In late May, the Belarusian government also offered subsidies to businesses to keep wages for workers who were forced to work fewer hours from May to July (a period when specific restrictive measures were in place, as there was no official quarantine in Belarus).
Fight against unemployment in Azerbaijan, Armenia and Georgia
To save jobs in Azerbaijan, a one-time allowance was paid to 600,000 people, and 50,000 jobs were created in the public sector.
In Armenia, companies received one-time wage grants for every fifth employee. Low-income people who lost their jobs from March to June due to COVID-19 were paid a one-time compensation in the amount of the minimum wage (about $140). Pregnant women, low-income families, students and workers of the most affected sectors of the economy (hotel and restaurant business, tourism, retail) also received financial assistance. One thousand temporary jobs were created in agriculture.
In Georgia, the government offered government subsidies to employers who retained jobs. About 350,000 people who have lost their jobs or are on holiday at their own expense have been receiving a monthly allowance for six months.
Abuse of payments in the United States?
Americans with incomes of less than $99,000 (or $198,000 per family) received up to $1,200 in one-time benefits each year and another $500 per child, or up to $3,400 per family of four.
During the pandemic unemployment rose significantly in the USA. Back in 2019, the unemployment rate in the United States was the lowest for the last 50 years — 3.6%. Though in March it rose to 4.4%, and in April it reached 14.7%. However, the number of people who lost their jobs may be much higher than the unemployment figures show, as many people did not start looking for employment after being fired.
In just four weeks in March-April 2020, nearly 17 million Americans applied for unemployment benefits. As of the end of April, about 30 million people had applied for help, which is 18.6% of the US workforce.
After the lockdown had been eased, the economy began to recover rapidly: according to the latest available data (October 2020), the unemployment rate in the US is 6.9%.
Also, from the end of March to July 31, people who lost their jobs were paid an additional of $600 per week in addition to unemployment benefits. Most states offer further assistance from August — $300 or $400, depending on the state.
For a long time, Republicans have proposed reducing additional unemployment benefits from $600 to $200. They said such payments do not encourage people to return to work. But a Bloomberg study shows that people returned to work as soon as the opportunity arose, so there is likely to be no massive abuse of unemployment benefits.
The Economist study also states that people will not abuse unemployment benefits even if they exceed their potential wages. First of all, because health insurance and pensions are closely linked to employment.
Sweden: soft quarantine and unemployment
Unlike most European countries, Sweden has not introduced a hard lockdown. However, there were restrictive measures in it (see this and this). As Sweden is a small open economy, it has not been able to avoid an economic downturn and rising unemployment, even with mild restrictive measures. At the beginning of the pandemic, the number of unemployed increased by about 100,000 in just three months, about 1% of Sweden’s workforce. In 2019, the number of unemployed increased by only 14 thousand people in the same period.
To save jobs, the Swedish government partially covered the salaries of employees of private companies. The amount of financial assistance to the unemployed has also been increased. Besides, funding for professional training courses designed to help people find work is expected to be increased.
A study of four countries — Sweden, Norway, Finland and Denmark — found that unemployment trends in these countries are similar, even though other Scandinavian countries have imposed much stricter restrictions than Sweden. From January to September 2020, the unemployment rate in Sweden rose by 1.7 percentage points. (from 7.2% to 8.9%), in Finland — by 1.5 percentage points. (from 6.9% to 8.4%), in Denmark — by 1.2 percentage points (from 4.9% to 6.1%), and in Norway by 1.6 percentage points. (from 3.7% to 5.3%).

**Things to do:**
**1.** From the excerpt on pandemic unemployment measures, extract the passage that begins at the words "In Armenia, companies" and stops after "the United States?".
**2.** In the excerpt on pandemic unemployment measures, how many temporary jobs did Armenia create in agriculture?

**Free-text object descriptions:**
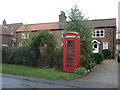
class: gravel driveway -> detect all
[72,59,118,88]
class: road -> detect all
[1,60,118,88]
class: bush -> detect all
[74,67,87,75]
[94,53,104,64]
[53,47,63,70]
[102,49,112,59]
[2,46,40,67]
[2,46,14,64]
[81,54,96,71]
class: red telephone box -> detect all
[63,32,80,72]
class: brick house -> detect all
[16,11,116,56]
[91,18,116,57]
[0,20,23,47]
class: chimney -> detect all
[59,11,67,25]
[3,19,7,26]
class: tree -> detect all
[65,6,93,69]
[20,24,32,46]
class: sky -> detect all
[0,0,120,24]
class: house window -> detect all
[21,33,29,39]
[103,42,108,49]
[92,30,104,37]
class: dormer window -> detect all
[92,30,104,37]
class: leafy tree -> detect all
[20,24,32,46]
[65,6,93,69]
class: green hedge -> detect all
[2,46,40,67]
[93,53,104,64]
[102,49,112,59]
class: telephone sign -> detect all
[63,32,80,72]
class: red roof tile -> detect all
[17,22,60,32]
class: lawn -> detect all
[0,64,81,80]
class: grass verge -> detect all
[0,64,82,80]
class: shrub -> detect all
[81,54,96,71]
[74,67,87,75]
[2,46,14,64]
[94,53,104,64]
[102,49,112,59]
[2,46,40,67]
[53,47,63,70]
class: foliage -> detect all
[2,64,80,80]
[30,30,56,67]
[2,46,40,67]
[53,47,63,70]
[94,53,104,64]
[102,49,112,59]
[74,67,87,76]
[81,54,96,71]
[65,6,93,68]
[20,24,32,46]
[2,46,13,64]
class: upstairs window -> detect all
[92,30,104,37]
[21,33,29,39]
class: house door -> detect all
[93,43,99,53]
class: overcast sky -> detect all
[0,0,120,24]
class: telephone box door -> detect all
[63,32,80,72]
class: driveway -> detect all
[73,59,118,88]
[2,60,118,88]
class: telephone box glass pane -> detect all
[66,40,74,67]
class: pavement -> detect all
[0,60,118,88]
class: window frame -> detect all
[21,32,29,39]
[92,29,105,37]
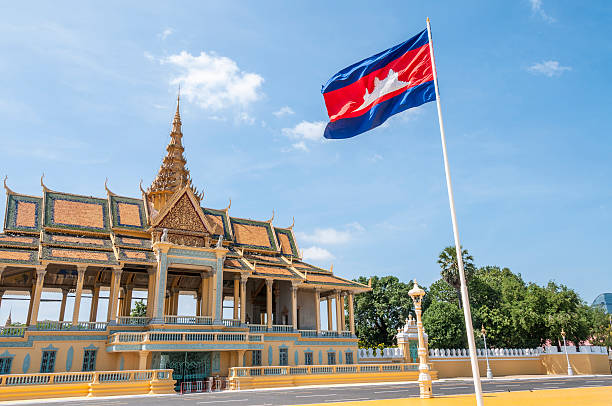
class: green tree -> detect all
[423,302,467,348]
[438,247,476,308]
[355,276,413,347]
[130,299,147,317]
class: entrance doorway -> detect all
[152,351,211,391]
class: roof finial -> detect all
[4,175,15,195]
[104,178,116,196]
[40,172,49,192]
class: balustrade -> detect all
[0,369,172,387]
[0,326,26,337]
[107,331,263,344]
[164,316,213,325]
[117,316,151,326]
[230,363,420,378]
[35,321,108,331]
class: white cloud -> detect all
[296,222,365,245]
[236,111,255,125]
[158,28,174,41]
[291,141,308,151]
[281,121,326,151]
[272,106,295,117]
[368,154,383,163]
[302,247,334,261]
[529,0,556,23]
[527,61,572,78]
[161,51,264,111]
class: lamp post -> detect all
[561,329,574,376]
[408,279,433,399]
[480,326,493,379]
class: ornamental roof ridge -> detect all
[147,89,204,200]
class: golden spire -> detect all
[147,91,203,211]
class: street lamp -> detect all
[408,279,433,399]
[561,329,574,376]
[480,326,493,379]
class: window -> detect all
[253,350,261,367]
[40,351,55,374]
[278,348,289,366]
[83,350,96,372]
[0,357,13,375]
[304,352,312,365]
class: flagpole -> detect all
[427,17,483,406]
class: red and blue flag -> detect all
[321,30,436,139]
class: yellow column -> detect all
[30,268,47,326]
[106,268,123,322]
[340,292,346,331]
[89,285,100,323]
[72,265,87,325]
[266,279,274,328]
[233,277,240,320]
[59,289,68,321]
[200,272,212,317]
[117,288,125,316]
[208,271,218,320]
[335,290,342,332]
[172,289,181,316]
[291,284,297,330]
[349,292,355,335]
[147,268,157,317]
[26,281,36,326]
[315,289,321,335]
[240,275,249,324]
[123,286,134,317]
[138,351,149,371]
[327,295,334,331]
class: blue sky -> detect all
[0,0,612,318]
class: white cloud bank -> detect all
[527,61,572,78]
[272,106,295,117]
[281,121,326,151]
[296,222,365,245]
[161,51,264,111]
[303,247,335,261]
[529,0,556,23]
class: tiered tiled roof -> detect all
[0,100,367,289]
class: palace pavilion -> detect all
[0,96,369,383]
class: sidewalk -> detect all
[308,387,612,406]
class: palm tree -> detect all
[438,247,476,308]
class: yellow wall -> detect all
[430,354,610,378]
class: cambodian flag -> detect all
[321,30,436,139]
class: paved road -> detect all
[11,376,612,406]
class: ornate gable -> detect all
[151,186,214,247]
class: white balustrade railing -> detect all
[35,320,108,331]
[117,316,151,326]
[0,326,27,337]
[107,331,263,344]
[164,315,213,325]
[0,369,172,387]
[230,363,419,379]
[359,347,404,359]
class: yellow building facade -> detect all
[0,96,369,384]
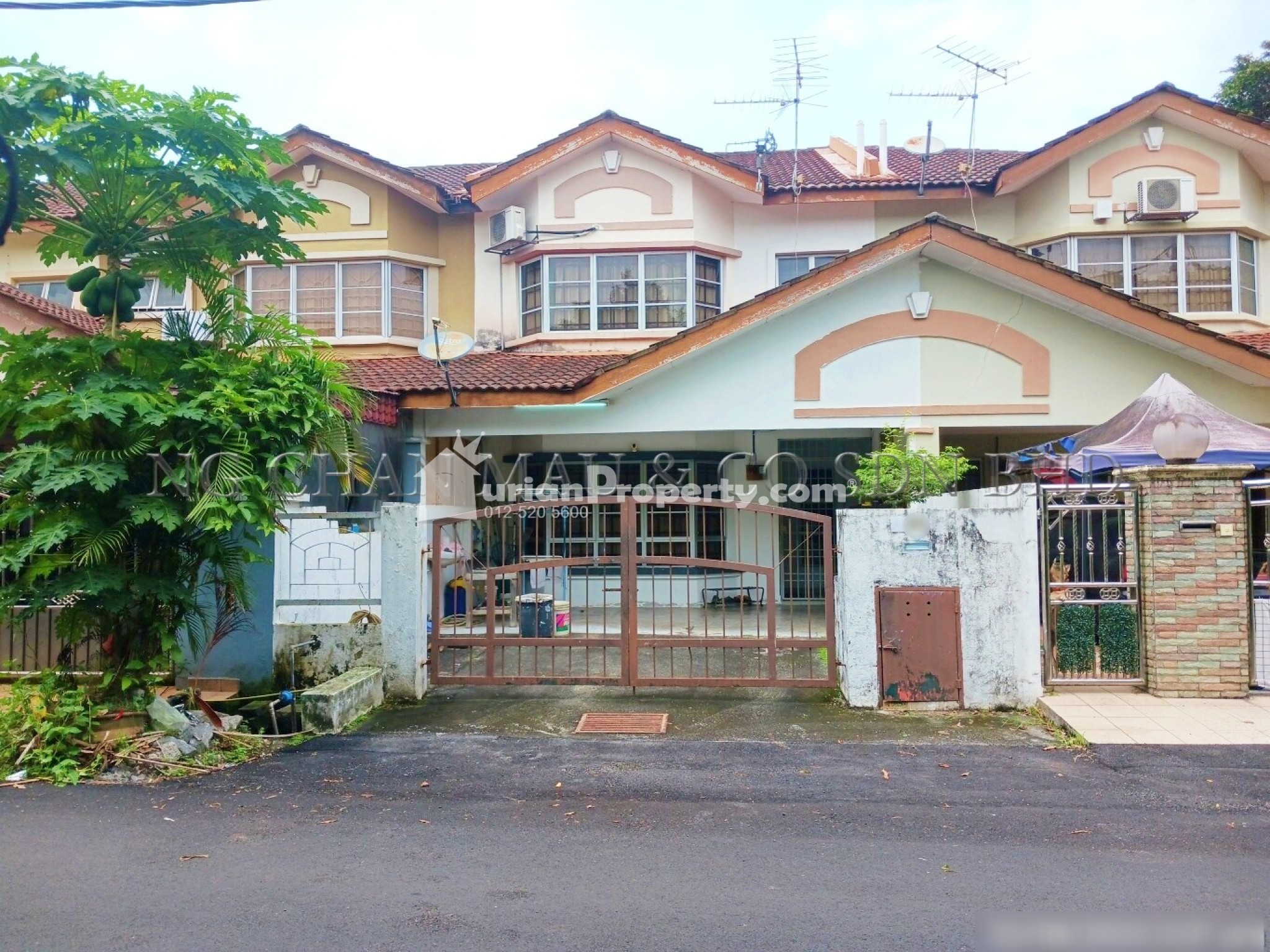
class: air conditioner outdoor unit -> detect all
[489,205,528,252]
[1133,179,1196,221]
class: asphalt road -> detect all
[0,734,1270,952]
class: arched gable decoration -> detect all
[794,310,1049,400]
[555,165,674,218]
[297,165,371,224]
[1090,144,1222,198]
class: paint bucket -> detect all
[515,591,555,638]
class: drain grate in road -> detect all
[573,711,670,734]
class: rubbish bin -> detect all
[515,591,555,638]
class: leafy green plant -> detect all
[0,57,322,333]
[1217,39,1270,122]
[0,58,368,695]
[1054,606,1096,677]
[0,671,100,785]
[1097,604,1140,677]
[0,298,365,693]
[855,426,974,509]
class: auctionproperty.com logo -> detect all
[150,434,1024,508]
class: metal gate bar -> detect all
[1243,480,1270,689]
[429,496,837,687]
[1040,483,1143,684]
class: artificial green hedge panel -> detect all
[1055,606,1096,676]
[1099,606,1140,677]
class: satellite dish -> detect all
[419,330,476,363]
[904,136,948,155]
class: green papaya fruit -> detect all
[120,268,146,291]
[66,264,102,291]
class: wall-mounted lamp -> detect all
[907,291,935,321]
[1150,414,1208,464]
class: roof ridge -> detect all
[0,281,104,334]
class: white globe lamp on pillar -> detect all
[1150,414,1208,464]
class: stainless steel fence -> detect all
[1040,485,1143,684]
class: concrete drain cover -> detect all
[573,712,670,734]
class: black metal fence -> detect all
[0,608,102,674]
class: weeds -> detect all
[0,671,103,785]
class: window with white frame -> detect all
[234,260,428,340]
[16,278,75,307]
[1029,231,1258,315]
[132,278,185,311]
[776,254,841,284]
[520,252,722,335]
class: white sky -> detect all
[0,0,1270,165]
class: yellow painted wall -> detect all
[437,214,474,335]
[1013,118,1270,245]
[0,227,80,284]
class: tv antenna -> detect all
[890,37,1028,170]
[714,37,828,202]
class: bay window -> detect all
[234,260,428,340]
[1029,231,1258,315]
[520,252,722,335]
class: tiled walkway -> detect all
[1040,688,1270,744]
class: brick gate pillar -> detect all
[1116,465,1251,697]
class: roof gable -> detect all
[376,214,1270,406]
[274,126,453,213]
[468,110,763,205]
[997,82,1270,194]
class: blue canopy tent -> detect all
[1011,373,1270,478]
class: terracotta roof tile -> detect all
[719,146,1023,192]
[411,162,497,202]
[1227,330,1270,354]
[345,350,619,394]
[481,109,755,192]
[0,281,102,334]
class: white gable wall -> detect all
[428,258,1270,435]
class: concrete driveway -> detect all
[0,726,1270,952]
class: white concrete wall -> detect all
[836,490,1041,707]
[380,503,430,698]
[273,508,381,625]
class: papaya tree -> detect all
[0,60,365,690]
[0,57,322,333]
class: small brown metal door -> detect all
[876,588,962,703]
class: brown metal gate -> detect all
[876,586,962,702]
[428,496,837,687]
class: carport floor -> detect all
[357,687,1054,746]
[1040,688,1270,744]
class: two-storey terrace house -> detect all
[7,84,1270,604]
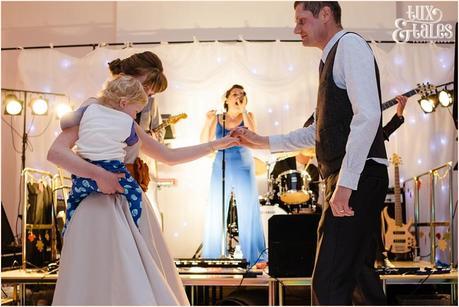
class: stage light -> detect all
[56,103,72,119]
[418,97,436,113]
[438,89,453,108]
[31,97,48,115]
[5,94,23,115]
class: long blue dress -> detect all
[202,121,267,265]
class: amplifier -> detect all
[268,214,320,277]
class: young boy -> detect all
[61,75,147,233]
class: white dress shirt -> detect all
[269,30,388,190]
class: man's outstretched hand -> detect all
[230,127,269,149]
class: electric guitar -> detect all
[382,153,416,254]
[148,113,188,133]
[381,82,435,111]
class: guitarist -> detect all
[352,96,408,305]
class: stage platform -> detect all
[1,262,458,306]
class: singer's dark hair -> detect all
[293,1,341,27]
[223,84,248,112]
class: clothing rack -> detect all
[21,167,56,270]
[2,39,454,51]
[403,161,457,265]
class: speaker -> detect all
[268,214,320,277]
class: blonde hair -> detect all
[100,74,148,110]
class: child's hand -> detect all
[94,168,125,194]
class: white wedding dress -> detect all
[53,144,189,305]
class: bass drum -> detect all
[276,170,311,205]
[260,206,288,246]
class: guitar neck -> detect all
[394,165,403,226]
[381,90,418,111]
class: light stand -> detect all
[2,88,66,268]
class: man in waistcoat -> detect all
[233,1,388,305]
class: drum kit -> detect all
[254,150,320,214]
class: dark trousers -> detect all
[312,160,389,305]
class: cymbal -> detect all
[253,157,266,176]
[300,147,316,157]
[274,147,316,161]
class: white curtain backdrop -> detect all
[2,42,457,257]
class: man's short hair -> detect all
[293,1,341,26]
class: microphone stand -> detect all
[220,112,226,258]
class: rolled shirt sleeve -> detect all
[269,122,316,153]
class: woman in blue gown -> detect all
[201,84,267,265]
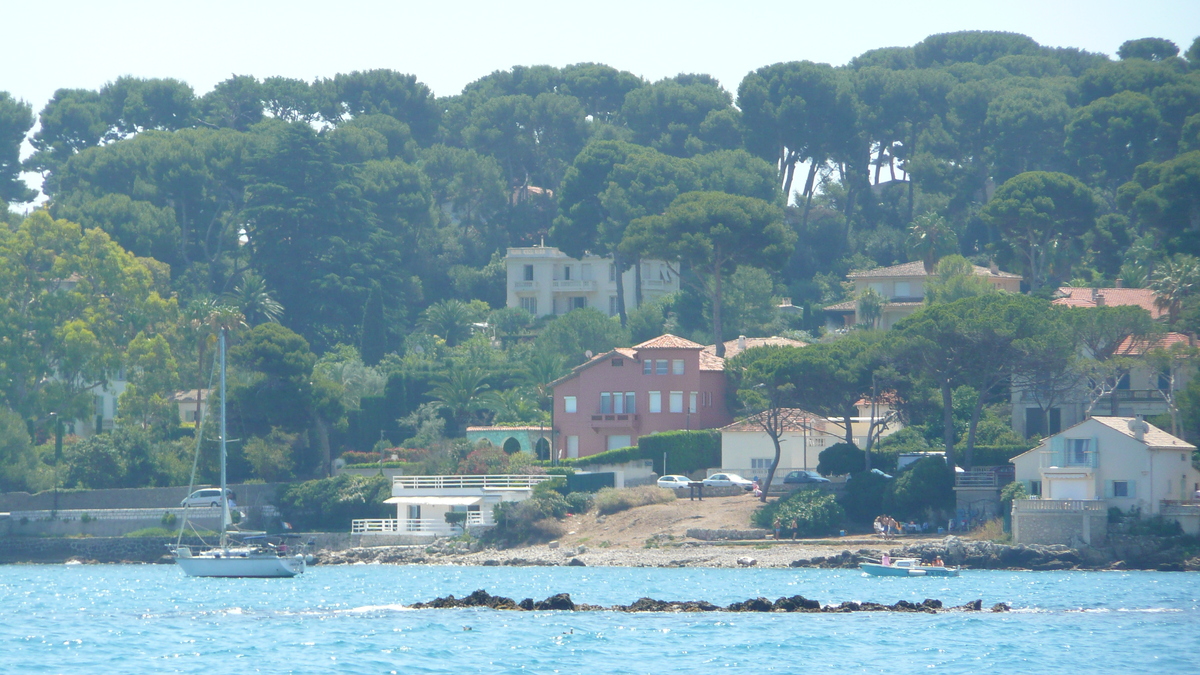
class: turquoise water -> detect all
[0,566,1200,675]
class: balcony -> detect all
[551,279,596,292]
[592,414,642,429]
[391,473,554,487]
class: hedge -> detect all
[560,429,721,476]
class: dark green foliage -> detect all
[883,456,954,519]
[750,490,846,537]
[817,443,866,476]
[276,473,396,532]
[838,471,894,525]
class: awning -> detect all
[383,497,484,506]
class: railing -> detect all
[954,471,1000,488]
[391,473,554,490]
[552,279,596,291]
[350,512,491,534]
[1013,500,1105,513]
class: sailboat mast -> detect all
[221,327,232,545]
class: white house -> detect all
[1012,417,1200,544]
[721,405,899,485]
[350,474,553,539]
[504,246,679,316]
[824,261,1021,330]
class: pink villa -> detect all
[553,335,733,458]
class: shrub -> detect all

**Replies:**
**1.**
In Armenia, companies received one-time wage grants for every fifth employee. Low-income people who lost their jobs from March to June due to COVID-19 were paid a one-time compensation in the amount of the minimum wage (about $140). Pregnant women, low-income families, students and workers of the most affected sectors of the economy (hotel and restaurant business, tourism, retail) also received financial assistance. One thousand temporary jobs were created in agriculture.
In Georgia, the government offered government subsidies to employers who retained jobs. About 350,000 people who have lost their jobs or are on holiday at their own expense have been receiving a monthly allowance for six months.
Abuse of payments in the United States?

**2.** One thousand.